Problem description:
Copy out the passage about the invertebrate costume ball word for word, in full.

Quoted passage:
══════════

We arrived in our glorious best at the dining hall, admiring the attire of our 75 or so fellow ball-goers as they wriggled, swam, slithered and crawled into the dining hall: all ranks of faculty, researchers, lab staff, post-docs, grad students, a few undergrads, and researcher’s spouses, teens and kids (the lab rats, we call them). Inside the hall, a chiton played foosball with a squid. An elaborate polychaete worm shook her chaetae at us as she passed. Jellyfish decorations fashioned from plastic milk containers and bubble-wrap dangled from the rafters, cardboard barnacles clung to the walls, and invertebrate-themed munchies (you don’t want the details!) decked the tables for the brave and hungry.

Although the costumes are created from what could easily be found on hand: paper plates, large plastic garbage bags, plastic tubing, and all manner of items secured from the thrift shop in town, invert ball attendees go all out on their outfits, with much attention paid to biological detail –making these wonderful critter costumes great fun to identify. My younger daughter studied photographs and youtube videos to ensure she accurately represented the look and behavior of a feather duster worm as she fashioned her large, spray-painted pink box “worm tube” to wear over her body which allowed her to thread feathery feeding apparatuses out holes cut in the top. My older daughter chose to go as a fiddler crab, sporting a vibrant red vest, pants and beret she found at the thrift store, a large cardboard claw, and carrying her violin. She and her clarinet-playing octopus friend spent the days before the ball practicing a “spineless sonata”; together they jigged it out to impress the judges during the costume parade and much to their delight, they won one of the coveted gilded trophies, awarded by the judges for the most “sonorous” costumes. My husband wore a “punny” costume –a fur collar around his neck to represent a teeny-fur (the real animal is spelled ctenophore; a beautiful swimming jelly creature). Decorated with yarn and gauze, my hat transformed me into a jellyfish.

══════════

Record excerpts:

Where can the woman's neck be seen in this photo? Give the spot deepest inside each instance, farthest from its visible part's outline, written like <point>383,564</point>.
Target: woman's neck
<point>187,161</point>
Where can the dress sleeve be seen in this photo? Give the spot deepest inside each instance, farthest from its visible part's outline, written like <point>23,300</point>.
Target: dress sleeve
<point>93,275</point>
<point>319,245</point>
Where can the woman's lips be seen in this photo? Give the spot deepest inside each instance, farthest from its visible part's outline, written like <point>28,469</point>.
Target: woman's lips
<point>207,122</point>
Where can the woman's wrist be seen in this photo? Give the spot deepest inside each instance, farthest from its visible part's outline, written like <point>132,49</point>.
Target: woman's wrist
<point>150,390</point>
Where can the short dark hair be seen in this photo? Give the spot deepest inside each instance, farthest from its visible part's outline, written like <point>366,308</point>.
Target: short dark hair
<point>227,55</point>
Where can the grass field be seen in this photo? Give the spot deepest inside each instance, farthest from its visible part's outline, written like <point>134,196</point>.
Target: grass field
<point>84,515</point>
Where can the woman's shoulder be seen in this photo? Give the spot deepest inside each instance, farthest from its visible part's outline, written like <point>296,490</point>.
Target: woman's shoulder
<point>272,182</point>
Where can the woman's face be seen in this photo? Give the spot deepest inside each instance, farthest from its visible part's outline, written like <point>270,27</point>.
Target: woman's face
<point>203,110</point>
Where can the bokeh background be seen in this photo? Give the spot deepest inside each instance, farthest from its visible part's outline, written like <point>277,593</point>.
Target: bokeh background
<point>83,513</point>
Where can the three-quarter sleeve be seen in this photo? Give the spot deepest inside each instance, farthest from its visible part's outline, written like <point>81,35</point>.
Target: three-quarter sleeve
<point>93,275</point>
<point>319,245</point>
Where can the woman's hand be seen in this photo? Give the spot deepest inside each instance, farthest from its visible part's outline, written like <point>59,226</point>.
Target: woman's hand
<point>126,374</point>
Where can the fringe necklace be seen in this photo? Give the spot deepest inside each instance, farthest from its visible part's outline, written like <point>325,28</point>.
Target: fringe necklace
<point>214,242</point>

══════════

Your solution:
We arrived in our glorious best at the dining hall, admiring the attire of our 75 or so fellow ball-goers as they wriggled, swam, slithered and crawled into the dining hall: all ranks of faculty, researchers, lab staff, post-docs, grad students, a few undergrads, and researcher’s spouses, teens and kids (the lab rats, we call them). Inside the hall, a chiton played foosball with a squid. An elaborate polychaete worm shook her chaetae at us as she passed. Jellyfish decorations fashioned from plastic milk containers and bubble-wrap dangled from the rafters, cardboard barnacles clung to the walls, and invertebrate-themed munchies (you don’t want the details!) decked the tables for the brave and hungry.

Although the costumes are created from what could easily be found on hand: paper plates, large plastic garbage bags, plastic tubing, and all manner of items secured from the thrift shop in town, invert ball attendees go all out on their outfits, with much attention paid to biological detail –making these wonderful critter costumes great fun to identify. My younger daughter studied photographs and youtube videos to ensure she accurately represented the look and behavior of a feather duster worm as she fashioned her large, spray-painted pink box “worm tube” to wear over her body which allowed her to thread feathery feeding apparatuses out holes cut in the top. My older daughter chose to go as a fiddler crab, sporting a vibrant red vest, pants and beret she found at the thrift store, a large cardboard claw, and carrying her violin. She and her clarinet-playing octopus friend spent the days before the ball practicing a “spineless sonata”; together they jigged it out to impress the judges during the costume parade and much to their delight, they won one of the coveted gilded trophies, awarded by the judges for the most “sonorous” costumes. My husband wore a “punny” costume –a fur collar around his neck to represent a teeny-fur (the real animal is spelled ctenophore; a beautiful swimming jelly creature). Decorated with yarn and gauze, my hat transformed me into a jellyfish.